-------- INFORMATION SHOWN --------

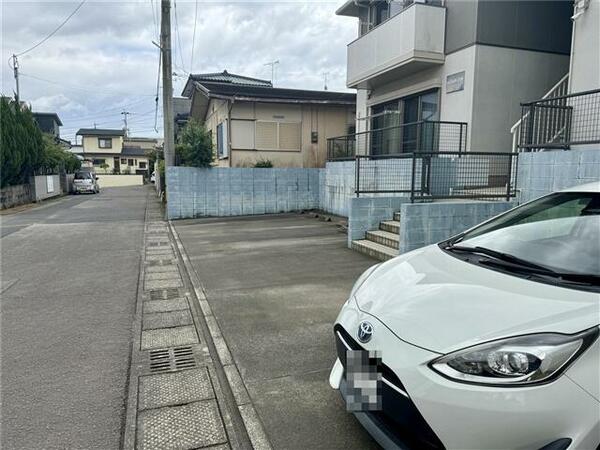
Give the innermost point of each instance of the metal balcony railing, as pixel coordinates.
(438, 175)
(423, 136)
(560, 122)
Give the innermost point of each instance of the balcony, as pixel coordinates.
(408, 42)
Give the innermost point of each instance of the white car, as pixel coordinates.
(486, 341)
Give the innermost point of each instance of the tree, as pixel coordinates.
(194, 148)
(21, 144)
(55, 157)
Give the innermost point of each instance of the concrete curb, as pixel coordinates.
(252, 423)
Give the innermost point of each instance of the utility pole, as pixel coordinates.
(16, 72)
(167, 73)
(125, 114)
(272, 64)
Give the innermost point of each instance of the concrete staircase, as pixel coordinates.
(381, 244)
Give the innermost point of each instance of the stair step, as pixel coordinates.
(392, 226)
(373, 249)
(384, 238)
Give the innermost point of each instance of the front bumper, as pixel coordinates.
(440, 413)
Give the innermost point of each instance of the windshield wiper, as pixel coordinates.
(503, 257)
(509, 261)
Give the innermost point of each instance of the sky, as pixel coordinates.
(103, 62)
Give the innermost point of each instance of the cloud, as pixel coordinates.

--------

**ACTION ITEM**
Should there be pictures in the data, leave them out and return the rest exactly.

**TASK ANSWER**
Give the innermost point of each instance of the metal balcony railing, as pixel coordinates.
(438, 175)
(423, 136)
(560, 122)
Give the innermost point of each instance of the balcony, as pixel coordinates.
(408, 42)
Give the innermost point of each instance of the white car, as pixel coordinates.
(486, 341)
Give the innermost point of each instance of the tree, as pixel coordinates.
(194, 148)
(21, 144)
(55, 157)
Give the innermost point of each instance of the concrete curb, as pixel coordinates.
(252, 423)
Give the innermost point of each instance of the utility pole, as pixel coordinates.
(16, 72)
(167, 73)
(125, 114)
(272, 64)
Give the innermost point of each instance of the concrete staircase, as pixel coordinates.
(381, 244)
Give the innermost point of each instance of the stair step, as pixel coordinates.
(392, 226)
(373, 249)
(384, 238)
Give the innermost point of each instance of the front bumper, as pixel coordinates.
(440, 413)
Give the innermost point of each instance of the windshield wiper, as pixel coordinates.
(503, 257)
(509, 261)
Give the innermost point of each instance of the sky, as pixel coordinates.
(103, 62)
Give the innermost point of each instance of the cloud, as pixel coordinates.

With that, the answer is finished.